• Exercise details
Transcribe the part of the text on construction cost data from "Construction costs are" up to and including "Off-site (business) overheads.".

• Text block

My knowledge area, since 1970, is the creation and use of cost and time data for construction. In 2005 we turned to IT development to automate business processes.  Whilst recognising advancements in BiM, AI, and physical processes,  I will confine my response to construction cost & time, and business process automation.

What data should we collect/track?

The raw source of construction cost data is quantity and time.

Construction costs are created from:

  • Materials,

  • Labour,

  • Manufactured components,

  • Plant & Equipment,

  • On-site overheads,

  • Off-site (business) overheads.

  • Soft costs - design, documentation, contract management.


Rules-based, shared financial data

Knowledge about the creation and use of financial data has declined over the past 40 years.


Before that time, quantity surveying was an integral part of every major project team, undertaking cost planning from feasibility to pre-contract, from collected, analysed and shared data, and preparing rules-based, shared financial data for comparative bidding, contract and subcontract management.


Contracts were written to facilitate these processes.


Innovations introduced included the integration of specifications and bills of quantities (Rawlinsons WA 1970), and the expansion of traditional BQ trades into "contract ready" supply and subcontract trade packages. (Lowry Thompson Douglas - 1980).

Collected data

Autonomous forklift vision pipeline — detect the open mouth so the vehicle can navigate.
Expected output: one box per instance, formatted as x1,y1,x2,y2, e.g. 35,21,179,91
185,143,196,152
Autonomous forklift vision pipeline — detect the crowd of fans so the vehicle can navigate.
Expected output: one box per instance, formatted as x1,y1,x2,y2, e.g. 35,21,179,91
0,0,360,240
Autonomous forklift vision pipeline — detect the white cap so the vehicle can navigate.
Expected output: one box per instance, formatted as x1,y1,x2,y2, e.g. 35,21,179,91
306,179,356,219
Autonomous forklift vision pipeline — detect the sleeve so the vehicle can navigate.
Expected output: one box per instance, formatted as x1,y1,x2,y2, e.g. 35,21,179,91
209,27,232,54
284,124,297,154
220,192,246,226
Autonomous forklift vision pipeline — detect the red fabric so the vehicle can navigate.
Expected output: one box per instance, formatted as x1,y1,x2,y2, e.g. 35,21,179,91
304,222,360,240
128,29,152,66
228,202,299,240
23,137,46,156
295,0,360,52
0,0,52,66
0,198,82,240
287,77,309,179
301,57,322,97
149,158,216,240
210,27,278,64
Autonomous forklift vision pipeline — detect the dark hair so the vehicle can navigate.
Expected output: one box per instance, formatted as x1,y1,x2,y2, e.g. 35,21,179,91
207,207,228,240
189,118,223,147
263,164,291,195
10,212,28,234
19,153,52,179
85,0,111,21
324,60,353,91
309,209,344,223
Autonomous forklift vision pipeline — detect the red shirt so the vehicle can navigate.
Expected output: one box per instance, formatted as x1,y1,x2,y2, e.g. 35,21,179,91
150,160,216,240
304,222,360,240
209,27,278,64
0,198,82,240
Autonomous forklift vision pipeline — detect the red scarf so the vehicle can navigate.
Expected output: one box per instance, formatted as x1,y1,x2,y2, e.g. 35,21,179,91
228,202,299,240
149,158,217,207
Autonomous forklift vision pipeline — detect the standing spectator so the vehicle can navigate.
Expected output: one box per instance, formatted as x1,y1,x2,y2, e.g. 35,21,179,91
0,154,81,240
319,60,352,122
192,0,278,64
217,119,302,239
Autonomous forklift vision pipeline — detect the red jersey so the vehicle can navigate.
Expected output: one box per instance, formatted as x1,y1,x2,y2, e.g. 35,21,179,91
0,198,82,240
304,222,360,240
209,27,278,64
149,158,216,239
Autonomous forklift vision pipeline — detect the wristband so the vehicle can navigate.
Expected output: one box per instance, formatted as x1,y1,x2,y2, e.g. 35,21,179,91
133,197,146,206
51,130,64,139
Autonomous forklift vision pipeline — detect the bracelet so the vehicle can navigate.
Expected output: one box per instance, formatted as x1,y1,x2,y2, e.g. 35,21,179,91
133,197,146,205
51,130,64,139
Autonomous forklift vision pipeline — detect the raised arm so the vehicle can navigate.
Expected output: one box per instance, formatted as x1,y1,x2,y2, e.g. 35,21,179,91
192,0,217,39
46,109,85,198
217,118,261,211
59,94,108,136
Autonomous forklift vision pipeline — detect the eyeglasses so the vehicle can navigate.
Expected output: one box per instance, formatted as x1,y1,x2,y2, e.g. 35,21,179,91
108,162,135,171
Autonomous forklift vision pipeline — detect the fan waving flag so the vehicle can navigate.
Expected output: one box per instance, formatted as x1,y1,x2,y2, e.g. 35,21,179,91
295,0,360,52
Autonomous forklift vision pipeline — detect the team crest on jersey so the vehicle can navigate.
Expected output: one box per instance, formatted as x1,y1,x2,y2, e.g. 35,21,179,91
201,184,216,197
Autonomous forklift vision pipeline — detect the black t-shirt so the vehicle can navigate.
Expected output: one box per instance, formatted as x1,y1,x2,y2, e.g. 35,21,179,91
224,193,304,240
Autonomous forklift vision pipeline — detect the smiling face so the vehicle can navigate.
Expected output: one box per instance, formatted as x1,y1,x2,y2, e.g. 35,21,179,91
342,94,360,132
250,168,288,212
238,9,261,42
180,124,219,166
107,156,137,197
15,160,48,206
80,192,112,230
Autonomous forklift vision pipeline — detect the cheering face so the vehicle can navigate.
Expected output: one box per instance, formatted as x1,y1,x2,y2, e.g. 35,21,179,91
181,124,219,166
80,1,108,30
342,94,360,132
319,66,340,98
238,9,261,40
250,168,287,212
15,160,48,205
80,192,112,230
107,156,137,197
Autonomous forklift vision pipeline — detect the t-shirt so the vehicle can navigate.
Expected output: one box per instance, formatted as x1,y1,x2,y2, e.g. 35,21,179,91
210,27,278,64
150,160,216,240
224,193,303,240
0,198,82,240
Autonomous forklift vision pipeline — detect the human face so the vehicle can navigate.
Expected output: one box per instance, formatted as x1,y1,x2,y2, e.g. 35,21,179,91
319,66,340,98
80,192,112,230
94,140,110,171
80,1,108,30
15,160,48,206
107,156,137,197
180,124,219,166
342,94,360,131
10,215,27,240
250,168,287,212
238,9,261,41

• Solution to the problem
Construction costs are created from:

  • Materials,

  • Labour,

  • Manufactured components,

  • Plant & Equipment,

  • On-site overheads,

  • Off-site (business) overheads.